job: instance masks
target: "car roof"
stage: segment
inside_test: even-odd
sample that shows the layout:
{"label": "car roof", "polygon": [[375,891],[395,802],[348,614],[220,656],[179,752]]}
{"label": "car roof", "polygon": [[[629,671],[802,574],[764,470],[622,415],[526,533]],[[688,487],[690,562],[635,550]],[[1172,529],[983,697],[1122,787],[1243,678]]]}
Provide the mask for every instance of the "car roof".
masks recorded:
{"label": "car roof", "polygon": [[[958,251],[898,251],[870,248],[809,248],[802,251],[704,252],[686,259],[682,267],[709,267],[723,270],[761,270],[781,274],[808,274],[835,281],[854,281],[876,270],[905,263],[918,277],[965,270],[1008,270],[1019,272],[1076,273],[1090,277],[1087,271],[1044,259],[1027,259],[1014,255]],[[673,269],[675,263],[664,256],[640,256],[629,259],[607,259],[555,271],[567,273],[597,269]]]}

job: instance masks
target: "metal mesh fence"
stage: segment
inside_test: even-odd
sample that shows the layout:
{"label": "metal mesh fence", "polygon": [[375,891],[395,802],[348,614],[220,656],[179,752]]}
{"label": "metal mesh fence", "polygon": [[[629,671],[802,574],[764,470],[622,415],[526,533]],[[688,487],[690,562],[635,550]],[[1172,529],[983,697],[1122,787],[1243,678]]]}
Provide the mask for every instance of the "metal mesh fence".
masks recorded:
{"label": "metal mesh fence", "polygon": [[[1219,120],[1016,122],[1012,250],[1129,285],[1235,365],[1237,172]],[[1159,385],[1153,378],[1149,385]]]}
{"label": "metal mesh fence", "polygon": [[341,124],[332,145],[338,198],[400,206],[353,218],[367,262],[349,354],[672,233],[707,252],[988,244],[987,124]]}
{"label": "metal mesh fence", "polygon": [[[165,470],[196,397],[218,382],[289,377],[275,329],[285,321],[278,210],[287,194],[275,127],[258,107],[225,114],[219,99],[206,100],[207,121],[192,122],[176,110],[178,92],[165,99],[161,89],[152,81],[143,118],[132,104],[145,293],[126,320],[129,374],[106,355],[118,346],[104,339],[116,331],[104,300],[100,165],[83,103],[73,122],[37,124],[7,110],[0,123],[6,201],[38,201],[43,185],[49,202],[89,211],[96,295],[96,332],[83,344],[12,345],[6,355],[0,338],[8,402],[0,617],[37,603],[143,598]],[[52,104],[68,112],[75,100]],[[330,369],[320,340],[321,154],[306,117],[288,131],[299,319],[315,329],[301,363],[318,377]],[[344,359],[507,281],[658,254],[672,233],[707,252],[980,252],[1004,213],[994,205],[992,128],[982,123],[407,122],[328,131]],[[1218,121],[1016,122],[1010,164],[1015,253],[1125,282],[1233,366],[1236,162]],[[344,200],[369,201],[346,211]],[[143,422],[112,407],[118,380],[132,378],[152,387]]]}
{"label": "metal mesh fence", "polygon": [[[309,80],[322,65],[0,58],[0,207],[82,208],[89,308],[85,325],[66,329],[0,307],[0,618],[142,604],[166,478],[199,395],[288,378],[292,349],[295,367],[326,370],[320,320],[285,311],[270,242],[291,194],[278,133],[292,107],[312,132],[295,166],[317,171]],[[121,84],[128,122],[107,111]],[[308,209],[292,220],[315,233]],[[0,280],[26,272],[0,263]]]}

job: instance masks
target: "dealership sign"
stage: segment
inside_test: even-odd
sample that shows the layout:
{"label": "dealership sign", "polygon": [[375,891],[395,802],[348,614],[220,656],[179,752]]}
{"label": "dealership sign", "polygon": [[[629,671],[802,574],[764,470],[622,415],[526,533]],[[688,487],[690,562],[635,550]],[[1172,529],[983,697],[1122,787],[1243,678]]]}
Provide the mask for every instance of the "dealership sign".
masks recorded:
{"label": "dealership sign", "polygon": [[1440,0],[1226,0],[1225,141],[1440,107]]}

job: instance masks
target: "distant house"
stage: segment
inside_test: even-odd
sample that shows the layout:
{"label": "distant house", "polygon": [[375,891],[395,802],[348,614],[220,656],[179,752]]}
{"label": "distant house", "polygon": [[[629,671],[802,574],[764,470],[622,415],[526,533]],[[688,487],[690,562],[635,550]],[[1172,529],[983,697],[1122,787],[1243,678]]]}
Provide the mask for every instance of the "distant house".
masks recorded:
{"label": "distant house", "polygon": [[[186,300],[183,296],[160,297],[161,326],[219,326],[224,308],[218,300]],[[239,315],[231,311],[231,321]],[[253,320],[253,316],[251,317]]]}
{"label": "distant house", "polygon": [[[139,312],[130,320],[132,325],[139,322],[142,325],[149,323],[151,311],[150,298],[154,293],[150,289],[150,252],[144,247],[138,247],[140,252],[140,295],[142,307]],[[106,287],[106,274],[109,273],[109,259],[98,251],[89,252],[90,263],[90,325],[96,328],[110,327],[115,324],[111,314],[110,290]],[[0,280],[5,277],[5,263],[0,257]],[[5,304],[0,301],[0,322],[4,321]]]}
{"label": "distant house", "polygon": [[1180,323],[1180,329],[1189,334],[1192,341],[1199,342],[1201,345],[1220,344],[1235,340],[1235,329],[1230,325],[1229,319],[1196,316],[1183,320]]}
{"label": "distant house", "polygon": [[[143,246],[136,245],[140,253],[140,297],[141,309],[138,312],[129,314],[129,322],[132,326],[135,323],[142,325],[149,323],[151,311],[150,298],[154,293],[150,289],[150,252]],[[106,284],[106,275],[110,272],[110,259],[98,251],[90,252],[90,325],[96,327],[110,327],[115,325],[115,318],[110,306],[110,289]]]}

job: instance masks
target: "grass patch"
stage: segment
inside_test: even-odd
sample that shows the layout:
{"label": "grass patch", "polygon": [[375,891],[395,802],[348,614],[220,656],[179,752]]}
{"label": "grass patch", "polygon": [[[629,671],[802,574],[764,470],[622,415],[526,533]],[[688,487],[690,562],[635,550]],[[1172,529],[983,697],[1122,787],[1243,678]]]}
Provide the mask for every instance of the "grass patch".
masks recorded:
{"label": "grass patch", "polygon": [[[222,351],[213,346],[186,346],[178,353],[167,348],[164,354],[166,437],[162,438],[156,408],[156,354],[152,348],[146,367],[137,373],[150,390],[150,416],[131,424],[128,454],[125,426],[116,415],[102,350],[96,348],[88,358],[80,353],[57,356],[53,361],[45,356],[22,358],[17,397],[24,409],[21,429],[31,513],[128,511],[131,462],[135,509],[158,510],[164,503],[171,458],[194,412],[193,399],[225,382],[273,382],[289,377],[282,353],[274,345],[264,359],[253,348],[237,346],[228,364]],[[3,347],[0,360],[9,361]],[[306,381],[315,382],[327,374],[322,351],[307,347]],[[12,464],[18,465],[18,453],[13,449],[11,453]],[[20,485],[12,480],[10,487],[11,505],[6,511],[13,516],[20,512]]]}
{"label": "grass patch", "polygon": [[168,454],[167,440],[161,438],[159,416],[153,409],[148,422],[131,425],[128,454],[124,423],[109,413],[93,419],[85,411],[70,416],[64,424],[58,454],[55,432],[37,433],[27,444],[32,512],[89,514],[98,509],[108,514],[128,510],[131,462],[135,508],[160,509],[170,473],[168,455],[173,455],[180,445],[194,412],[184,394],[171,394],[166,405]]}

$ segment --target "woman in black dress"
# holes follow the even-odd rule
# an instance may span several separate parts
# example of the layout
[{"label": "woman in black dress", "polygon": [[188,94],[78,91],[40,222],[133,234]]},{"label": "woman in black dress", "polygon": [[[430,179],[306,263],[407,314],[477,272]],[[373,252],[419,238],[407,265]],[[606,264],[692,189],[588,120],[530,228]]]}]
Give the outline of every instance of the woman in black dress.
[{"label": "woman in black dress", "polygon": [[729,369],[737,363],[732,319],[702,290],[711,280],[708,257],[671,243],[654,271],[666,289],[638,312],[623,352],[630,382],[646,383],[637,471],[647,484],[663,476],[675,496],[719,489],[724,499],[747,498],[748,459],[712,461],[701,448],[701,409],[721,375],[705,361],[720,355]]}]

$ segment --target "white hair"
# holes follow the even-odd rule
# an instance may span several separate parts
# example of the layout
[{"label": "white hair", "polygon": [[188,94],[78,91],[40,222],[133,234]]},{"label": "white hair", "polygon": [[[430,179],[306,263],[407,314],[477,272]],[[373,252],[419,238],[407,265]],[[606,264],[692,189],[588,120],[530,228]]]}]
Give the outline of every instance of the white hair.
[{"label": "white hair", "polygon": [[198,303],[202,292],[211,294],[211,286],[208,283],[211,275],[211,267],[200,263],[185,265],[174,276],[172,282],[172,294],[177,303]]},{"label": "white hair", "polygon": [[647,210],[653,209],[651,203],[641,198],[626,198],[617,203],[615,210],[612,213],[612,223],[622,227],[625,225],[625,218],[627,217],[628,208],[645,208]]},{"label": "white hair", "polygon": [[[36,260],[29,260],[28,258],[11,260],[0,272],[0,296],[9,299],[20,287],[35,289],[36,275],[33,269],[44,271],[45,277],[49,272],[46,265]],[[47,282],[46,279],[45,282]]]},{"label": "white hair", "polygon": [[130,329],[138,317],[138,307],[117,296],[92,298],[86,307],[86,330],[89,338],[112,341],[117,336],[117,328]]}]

-- -- --

- [Exercise description]
Find each line in the records holding the string "target" and show it.

- [Written response]
target: "car roof"
target: "metal mesh fence"
target: "dealership sign"
target: "distant house"
target: "grass patch"
$ segment --target "woman in black dress"
$ segment --target "white hair"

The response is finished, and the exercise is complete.